Required work: Return each line of the records below that contains the string "woman", copying every such line unchanged.

Materials provided:
########

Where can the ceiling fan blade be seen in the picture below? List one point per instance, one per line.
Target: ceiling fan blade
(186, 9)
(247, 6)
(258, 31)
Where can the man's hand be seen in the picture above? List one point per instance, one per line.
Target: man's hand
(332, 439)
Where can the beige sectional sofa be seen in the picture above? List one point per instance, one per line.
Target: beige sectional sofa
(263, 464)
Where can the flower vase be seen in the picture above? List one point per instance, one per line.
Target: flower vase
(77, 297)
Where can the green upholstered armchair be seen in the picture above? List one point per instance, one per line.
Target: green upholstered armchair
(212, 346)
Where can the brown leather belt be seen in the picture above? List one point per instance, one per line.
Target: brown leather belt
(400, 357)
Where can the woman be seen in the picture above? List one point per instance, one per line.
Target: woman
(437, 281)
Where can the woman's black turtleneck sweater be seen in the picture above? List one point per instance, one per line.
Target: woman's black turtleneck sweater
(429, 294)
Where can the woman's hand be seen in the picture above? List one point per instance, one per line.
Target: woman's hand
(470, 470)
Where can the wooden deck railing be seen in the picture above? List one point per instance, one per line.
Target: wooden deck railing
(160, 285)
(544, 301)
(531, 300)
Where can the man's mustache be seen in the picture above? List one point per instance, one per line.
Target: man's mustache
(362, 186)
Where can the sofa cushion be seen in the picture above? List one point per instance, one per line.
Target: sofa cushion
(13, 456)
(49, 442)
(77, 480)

########

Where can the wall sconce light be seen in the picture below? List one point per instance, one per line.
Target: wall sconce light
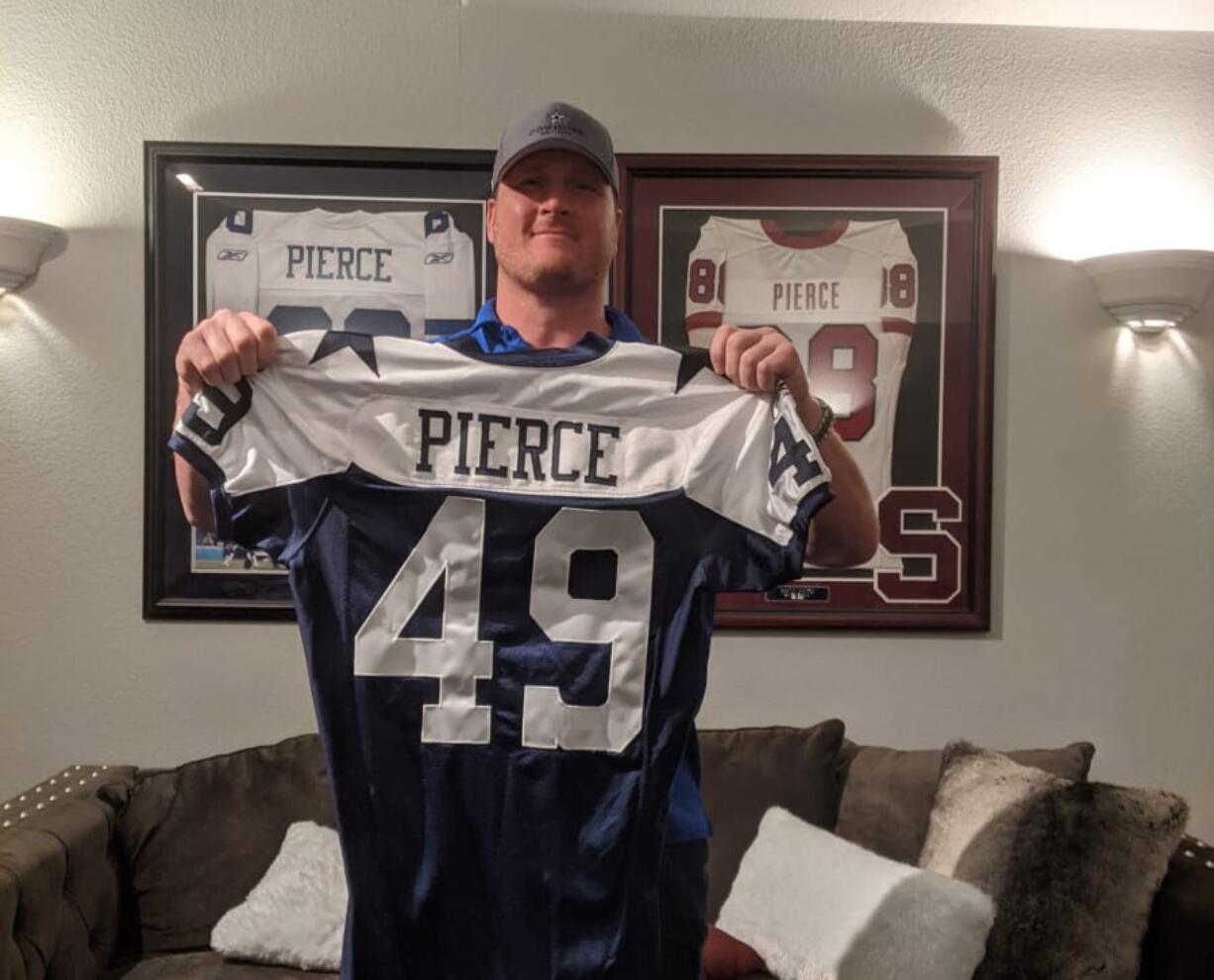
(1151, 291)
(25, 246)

########

Solution to the problem:
Where can the woman be seen in the picture above? List one point per instance, one per line.
Target: woman
Where can the woman's black turtleneck sweater be seen in the picture above? List one point per instance, one per line.
Target: woman's black turtleneck sweater
Where can the woman's hand be seen in the picture above? List one point per instance, one per line.
Target: woman's hand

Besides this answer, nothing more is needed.